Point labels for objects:
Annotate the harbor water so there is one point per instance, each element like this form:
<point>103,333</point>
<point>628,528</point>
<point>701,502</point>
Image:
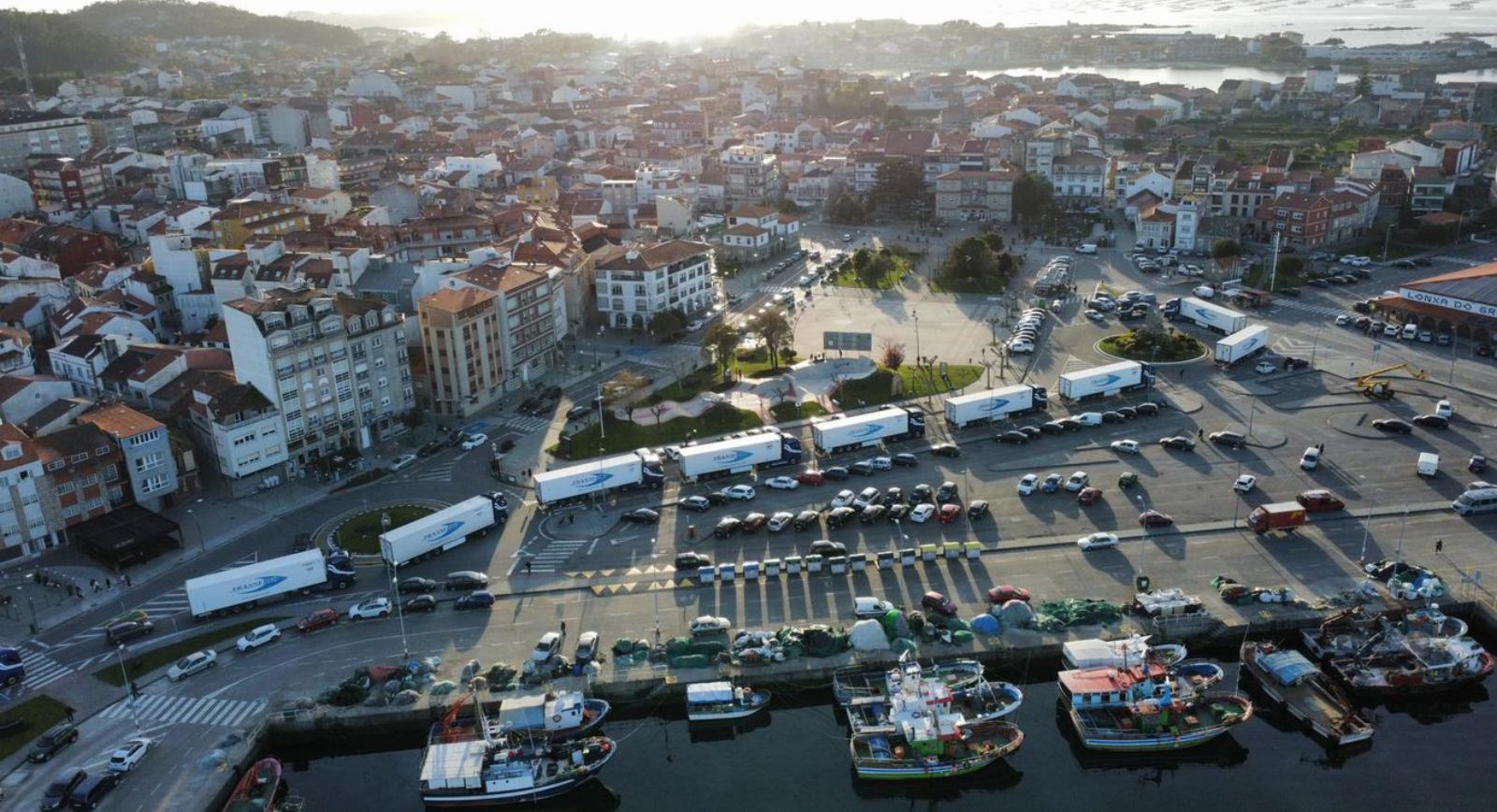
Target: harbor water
<point>1429,752</point>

▶ **Problem statement**
Reproduce the records above verbatim, leaving out the pictures.

▶ **Solution**
Annotate the harbor water so there is one point per instance, each element like this form:
<point>103,333</point>
<point>628,528</point>
<point>701,502</point>
Image:
Target: harbor water
<point>1429,752</point>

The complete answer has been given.